Exercise: Write the records out again exactly, leaving no images in.

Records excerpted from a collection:

# # # # # # #

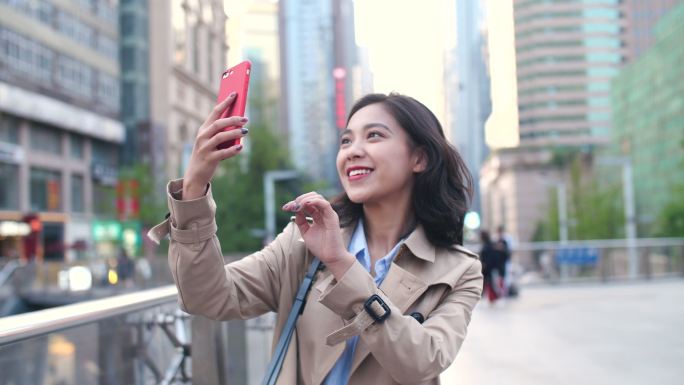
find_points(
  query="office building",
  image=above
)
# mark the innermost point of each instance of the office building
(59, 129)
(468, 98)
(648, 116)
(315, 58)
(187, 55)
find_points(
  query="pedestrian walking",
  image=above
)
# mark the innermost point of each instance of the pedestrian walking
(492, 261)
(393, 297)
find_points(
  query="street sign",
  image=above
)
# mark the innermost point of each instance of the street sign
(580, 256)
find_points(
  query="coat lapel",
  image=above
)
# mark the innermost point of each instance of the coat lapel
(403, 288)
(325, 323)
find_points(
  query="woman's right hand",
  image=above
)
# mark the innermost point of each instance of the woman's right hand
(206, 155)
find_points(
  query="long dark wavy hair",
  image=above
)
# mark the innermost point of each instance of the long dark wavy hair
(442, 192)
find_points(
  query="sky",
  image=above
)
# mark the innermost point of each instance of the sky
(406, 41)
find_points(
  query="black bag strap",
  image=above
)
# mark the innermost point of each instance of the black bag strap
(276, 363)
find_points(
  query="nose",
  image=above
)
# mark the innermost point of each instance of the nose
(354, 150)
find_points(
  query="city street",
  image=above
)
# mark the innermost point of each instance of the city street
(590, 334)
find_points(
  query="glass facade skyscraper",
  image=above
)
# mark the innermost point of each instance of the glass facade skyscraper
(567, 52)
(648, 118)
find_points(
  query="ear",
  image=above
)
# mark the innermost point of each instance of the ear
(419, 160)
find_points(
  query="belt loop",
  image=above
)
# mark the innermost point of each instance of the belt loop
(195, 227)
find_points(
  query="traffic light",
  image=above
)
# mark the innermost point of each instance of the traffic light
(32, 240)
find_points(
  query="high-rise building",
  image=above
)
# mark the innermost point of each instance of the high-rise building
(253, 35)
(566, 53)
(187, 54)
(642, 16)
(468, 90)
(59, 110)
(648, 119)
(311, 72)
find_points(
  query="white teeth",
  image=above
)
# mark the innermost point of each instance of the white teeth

# # # # # # #

Exercise answer:
find_points(
  query="office building",
  image=above
)
# mark the innermost point of each instance of the office building
(59, 129)
(468, 98)
(648, 116)
(315, 58)
(187, 55)
find_points(
  query="pedestrian walking",
  image=above
)
# mark the innermost point of each instance of the pedestrian walking
(492, 261)
(393, 297)
find_points(
  query="street sign",
  image=above
)
# mark the innermost point of each instance of the street sign
(580, 256)
find_points(
  query="coat lapel",
  image=above
)
# mark the innermost point of each instance of the coat lapel
(403, 288)
(325, 323)
find_points(
  query="woman's right hand",
  image=above
)
# mark the innermost point of each instance of the woman's right hand
(206, 155)
find_points(
  query="long dark wavy hair",
  image=above
)
# mark the innermost point of each instance of the long dark wavy hair
(442, 192)
find_points(
  query="sky",
  image=above
)
# mark the innermost point of each instance of the sky
(406, 41)
find_points(
  query="black bag strap",
  image=above
)
# mark the innermost point of each instance of the black bag strap
(276, 363)
find_points(
  query="nose",
  image=above
)
# mark the innermost point of each instance of the nose
(354, 150)
find_points(
  query="city street",
  image=above
)
# mark the innermost point of each instance of the city street
(590, 334)
find_points(
  query="glass facade skyscraper",
  image=above
)
# mark the innermost point of each instance of the glass facade skyscraper
(567, 52)
(648, 118)
find_points(
  query="ear",
  image=above
)
# mark the innermost point of each instance of the ear
(419, 160)
find_points(
  query="belt loop",
  image=above
)
# mark the innermost point of each instance of the belt loop
(195, 227)
find_points(
  query="traffic light",
  image=above
)
# mark the innermost point of each instance of the traffic light
(32, 240)
find_points(
  query="high-rise building",
  image=above
)
# mark the innermost point of each instance of the high-rise building
(253, 35)
(566, 53)
(187, 54)
(642, 16)
(468, 90)
(59, 110)
(648, 119)
(311, 72)
find_points(
  query="white teeth",
  image=above
)
# mark the innermost point of each instance of the white teeth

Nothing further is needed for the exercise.